_Problem to work on_
Rewrite the records from the line containing "Locate the group" through the line containing "pixel 74 250", replacing "shallow water" with "calm water" and leaving everything else unchanged.

_Excerpted data_
-*-*-
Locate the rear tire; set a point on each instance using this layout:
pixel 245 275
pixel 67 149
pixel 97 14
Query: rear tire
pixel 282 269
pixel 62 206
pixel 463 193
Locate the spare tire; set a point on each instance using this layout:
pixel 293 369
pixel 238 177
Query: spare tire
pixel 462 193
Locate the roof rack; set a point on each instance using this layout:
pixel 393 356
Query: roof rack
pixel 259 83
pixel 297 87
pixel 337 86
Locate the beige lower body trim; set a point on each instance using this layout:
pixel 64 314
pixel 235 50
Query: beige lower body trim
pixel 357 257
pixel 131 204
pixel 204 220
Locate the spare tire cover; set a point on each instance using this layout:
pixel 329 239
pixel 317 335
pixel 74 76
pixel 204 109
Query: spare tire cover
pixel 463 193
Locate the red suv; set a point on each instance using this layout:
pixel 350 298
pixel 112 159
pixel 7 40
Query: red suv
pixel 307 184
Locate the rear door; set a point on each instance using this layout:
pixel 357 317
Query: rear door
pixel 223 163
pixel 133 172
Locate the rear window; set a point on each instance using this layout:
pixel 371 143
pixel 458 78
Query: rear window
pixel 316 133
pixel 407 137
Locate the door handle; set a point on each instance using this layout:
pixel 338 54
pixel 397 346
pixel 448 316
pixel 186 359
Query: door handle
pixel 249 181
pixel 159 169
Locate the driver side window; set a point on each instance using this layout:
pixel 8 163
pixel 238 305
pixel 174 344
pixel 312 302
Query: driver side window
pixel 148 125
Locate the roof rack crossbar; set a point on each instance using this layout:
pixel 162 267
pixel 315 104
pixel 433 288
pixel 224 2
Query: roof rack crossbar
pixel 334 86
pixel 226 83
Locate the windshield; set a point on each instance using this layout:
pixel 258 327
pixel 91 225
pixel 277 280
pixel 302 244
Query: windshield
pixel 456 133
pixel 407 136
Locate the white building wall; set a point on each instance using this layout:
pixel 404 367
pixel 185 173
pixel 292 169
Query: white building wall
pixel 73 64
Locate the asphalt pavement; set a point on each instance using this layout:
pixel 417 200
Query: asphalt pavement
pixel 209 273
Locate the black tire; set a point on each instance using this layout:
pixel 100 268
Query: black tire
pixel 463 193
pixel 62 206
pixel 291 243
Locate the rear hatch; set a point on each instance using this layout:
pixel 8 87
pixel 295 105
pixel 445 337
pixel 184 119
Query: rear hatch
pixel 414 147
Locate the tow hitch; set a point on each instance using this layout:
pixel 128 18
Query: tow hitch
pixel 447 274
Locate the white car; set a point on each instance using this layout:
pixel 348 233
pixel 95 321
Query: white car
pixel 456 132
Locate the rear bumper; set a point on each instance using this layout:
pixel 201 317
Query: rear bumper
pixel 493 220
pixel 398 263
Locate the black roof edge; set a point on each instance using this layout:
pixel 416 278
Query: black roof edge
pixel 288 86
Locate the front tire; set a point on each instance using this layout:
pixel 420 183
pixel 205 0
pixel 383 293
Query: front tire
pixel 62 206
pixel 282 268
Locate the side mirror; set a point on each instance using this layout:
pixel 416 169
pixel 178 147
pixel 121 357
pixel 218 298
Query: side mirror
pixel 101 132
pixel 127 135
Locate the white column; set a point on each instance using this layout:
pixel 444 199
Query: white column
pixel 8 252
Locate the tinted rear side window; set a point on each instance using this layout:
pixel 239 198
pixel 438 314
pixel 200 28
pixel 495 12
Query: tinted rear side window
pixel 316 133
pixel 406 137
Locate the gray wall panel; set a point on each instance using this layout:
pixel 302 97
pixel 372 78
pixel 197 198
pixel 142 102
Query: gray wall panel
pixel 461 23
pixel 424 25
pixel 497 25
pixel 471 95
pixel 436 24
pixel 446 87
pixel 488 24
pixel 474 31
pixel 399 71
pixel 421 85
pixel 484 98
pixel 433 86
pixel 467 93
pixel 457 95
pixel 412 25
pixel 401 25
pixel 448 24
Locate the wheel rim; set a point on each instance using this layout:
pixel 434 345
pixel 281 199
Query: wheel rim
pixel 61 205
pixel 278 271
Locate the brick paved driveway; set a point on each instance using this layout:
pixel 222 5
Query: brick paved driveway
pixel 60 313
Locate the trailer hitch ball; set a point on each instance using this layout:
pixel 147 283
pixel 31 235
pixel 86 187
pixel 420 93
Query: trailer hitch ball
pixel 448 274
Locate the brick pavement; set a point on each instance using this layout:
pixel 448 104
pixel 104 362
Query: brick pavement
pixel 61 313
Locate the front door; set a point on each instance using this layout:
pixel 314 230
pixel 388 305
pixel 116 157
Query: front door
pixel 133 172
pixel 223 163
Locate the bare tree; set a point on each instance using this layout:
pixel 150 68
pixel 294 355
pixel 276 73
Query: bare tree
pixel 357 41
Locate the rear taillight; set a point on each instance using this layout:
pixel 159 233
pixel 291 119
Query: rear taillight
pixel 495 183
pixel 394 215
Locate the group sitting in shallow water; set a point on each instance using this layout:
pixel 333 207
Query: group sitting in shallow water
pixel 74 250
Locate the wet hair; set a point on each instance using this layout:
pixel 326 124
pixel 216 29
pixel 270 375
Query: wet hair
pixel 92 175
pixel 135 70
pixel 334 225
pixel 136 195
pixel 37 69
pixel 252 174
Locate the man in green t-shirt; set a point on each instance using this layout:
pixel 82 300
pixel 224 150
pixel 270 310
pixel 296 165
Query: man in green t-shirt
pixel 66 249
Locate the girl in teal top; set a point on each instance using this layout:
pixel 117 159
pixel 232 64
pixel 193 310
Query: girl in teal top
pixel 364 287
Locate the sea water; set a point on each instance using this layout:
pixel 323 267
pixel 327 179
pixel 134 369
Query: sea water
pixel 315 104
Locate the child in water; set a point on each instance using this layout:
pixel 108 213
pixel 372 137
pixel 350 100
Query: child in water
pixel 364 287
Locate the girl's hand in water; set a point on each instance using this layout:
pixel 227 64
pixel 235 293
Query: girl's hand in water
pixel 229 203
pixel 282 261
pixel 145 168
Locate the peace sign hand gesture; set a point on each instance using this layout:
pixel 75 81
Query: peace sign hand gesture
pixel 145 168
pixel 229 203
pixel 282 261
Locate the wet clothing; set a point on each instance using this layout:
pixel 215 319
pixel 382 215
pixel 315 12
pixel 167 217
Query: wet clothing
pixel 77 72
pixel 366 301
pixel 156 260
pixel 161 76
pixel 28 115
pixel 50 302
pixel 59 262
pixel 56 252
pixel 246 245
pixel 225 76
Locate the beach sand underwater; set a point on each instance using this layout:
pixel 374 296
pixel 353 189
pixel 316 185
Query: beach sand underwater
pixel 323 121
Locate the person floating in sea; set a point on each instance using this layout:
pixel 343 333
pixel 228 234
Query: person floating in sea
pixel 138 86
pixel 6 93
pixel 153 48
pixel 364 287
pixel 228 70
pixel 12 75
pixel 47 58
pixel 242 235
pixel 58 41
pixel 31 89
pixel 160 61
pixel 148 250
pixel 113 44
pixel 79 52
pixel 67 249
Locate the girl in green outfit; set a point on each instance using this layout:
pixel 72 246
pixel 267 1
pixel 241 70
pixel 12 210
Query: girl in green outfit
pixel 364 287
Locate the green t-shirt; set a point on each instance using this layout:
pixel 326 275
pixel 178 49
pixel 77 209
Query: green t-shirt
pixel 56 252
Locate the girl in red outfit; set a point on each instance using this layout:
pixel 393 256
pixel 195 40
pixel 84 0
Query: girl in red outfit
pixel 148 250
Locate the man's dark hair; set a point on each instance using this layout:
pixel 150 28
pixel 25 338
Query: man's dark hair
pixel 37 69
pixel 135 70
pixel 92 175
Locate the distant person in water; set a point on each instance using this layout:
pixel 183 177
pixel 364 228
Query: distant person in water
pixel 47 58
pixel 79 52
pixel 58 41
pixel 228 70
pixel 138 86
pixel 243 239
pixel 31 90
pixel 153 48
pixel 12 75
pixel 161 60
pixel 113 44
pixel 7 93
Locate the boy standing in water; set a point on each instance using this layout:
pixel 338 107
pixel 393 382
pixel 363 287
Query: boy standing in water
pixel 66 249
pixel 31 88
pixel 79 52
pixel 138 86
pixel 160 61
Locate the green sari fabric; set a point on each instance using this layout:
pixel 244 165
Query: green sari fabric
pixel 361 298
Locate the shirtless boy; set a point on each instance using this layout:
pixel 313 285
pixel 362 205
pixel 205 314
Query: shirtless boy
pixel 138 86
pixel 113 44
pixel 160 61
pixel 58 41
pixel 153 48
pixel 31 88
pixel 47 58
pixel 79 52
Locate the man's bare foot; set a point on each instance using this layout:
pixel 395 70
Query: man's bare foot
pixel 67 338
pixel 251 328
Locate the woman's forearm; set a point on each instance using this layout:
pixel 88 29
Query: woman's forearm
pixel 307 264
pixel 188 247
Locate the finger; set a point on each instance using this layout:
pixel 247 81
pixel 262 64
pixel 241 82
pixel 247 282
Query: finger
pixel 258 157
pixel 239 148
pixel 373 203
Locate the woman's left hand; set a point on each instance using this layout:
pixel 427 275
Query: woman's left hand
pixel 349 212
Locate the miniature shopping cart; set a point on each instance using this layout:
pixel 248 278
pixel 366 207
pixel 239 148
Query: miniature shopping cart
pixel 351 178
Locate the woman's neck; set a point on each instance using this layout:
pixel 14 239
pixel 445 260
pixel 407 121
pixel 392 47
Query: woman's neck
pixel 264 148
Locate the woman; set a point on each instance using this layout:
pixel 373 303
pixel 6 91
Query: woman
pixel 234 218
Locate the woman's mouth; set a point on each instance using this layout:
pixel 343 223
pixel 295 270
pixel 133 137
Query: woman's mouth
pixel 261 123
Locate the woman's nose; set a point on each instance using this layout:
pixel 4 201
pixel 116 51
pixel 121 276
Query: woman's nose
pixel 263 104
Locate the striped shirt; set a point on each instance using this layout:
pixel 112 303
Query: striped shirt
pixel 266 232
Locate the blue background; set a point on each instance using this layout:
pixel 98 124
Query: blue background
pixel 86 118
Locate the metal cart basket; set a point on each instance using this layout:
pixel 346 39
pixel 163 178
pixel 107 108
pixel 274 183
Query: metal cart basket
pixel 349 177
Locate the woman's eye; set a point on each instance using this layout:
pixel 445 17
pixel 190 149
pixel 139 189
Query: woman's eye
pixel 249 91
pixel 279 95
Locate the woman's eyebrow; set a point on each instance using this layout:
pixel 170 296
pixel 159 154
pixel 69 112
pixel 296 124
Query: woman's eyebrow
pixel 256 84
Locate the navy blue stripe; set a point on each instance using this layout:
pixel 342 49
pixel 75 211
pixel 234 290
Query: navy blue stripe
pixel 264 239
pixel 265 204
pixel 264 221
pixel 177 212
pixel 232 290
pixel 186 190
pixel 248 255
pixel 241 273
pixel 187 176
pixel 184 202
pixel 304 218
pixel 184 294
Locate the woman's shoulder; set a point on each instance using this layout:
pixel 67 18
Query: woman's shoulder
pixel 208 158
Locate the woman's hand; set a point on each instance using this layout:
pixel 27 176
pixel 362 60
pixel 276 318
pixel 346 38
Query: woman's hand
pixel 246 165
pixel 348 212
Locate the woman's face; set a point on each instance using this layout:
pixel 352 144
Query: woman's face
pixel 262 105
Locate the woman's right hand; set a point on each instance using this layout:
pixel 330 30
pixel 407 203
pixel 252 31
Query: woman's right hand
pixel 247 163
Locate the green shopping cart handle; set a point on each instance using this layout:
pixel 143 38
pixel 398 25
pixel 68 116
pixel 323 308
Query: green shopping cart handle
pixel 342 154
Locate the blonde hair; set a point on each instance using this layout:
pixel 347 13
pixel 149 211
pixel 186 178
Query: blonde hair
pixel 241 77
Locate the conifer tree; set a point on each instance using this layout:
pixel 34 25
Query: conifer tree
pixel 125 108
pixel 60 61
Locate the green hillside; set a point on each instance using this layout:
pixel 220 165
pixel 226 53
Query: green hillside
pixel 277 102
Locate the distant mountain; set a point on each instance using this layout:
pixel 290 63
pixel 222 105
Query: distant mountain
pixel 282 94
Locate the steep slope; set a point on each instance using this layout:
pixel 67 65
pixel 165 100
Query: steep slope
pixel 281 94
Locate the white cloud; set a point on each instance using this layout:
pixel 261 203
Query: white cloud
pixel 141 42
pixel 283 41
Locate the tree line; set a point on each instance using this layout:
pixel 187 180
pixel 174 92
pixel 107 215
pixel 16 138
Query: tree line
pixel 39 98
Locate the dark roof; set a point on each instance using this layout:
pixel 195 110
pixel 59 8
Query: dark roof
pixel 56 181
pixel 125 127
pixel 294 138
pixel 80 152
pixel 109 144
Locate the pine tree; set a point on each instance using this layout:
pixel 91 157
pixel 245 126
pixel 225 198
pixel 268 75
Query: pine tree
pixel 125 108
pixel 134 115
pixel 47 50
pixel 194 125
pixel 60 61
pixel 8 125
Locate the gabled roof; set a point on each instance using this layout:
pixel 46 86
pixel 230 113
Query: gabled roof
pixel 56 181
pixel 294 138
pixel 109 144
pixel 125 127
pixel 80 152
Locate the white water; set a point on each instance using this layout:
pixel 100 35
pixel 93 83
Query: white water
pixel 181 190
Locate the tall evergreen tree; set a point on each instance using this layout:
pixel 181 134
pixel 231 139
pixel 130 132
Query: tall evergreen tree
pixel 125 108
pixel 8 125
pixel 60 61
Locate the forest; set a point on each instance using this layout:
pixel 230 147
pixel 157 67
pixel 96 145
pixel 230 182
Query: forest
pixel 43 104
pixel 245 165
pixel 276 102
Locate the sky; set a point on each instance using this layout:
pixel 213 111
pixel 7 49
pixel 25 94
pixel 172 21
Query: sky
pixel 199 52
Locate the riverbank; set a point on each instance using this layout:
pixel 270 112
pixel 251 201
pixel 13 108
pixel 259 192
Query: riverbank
-*-*-
_Task output_
Locate the group sitting in calm water; set a point on each instance using this layout:
pixel 333 207
Query: group sitting in calm water
pixel 74 250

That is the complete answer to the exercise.